Given exercise: Return the lines beginning at the one that contains "the woman's face?" and continuing to the end of the entries, including both ends, exactly as written and nothing else.

BEGIN Dataset records

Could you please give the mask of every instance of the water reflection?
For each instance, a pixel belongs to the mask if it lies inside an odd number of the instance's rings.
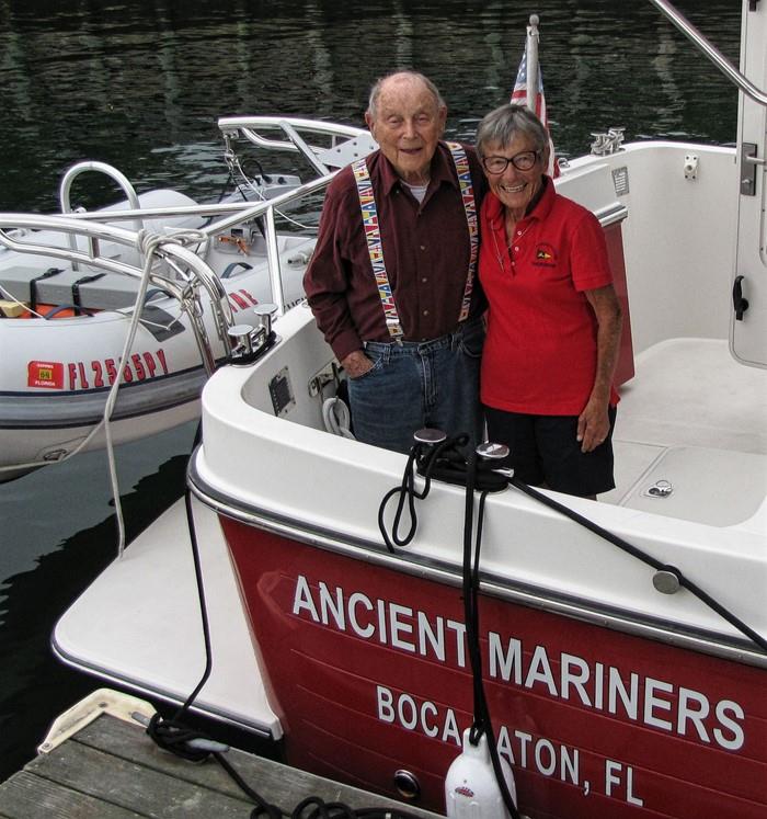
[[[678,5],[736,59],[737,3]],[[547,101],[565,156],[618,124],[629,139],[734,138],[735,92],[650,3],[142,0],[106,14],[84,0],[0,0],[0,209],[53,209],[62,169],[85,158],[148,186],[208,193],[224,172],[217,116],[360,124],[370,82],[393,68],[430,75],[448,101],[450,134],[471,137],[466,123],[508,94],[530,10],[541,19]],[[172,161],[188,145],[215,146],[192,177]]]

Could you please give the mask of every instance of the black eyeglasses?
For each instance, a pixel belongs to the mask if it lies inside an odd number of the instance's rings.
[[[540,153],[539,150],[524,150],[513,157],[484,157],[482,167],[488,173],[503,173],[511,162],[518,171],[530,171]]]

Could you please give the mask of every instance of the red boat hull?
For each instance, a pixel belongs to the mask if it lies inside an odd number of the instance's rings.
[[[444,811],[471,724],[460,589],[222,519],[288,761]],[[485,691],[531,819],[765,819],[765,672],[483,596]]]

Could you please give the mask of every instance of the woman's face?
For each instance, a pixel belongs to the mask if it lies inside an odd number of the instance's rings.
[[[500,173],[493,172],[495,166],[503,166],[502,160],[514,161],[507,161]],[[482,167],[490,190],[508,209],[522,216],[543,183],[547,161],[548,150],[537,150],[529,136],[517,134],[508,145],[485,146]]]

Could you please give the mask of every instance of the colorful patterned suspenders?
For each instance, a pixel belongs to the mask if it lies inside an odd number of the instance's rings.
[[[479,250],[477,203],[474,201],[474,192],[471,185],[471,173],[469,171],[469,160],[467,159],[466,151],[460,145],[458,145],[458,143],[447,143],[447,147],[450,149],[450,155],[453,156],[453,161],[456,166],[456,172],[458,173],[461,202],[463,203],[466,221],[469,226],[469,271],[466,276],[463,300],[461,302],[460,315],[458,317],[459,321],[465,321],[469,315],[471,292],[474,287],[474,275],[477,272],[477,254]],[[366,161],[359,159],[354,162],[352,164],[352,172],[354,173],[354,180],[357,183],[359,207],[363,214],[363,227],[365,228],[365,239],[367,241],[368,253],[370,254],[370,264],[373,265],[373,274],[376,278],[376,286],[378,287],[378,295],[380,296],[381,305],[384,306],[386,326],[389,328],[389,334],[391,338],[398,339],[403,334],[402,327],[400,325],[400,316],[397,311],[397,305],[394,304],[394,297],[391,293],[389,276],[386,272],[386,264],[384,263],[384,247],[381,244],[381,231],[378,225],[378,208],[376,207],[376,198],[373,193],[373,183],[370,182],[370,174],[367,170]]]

END Dataset records

The response:
Could you please give the mask of every instance of the woman's face?
For each instance, a pixel belongs to the mask if it lies inside an odd number of the instance's rings.
[[[500,173],[493,172],[495,166],[503,166],[502,160],[514,161],[507,161]],[[482,167],[490,190],[508,209],[522,216],[543,183],[547,161],[548,150],[537,150],[529,136],[517,134],[508,145],[485,146]]]

Could you please give the mask of every instance of the colorful patterned suspenders?
For each instance, a pixel belongs to the mask if it lies inside an odd number of the instance's rings.
[[[479,250],[477,203],[474,201],[474,192],[471,185],[471,173],[469,171],[469,160],[467,159],[466,151],[460,145],[458,145],[458,143],[447,143],[447,147],[450,149],[450,155],[453,156],[453,161],[456,166],[456,172],[458,173],[461,202],[463,203],[466,221],[469,226],[469,271],[466,276],[463,300],[461,302],[460,315],[458,317],[459,321],[465,321],[469,315],[471,292],[474,287],[474,275],[477,272],[477,254]],[[366,161],[359,159],[354,162],[352,164],[352,172],[354,173],[354,180],[357,183],[359,207],[363,214],[363,227],[365,228],[365,239],[367,241],[368,253],[370,254],[370,264],[373,265],[373,274],[376,278],[376,286],[378,287],[378,295],[380,296],[381,305],[384,306],[386,326],[389,328],[389,334],[391,338],[398,339],[403,334],[402,327],[400,325],[400,316],[397,311],[397,305],[394,304],[394,297],[391,293],[389,276],[386,272],[386,264],[384,263],[384,247],[381,244],[381,231],[378,225],[378,208],[376,207],[376,198],[373,193],[373,183],[370,182],[370,174],[367,170]]]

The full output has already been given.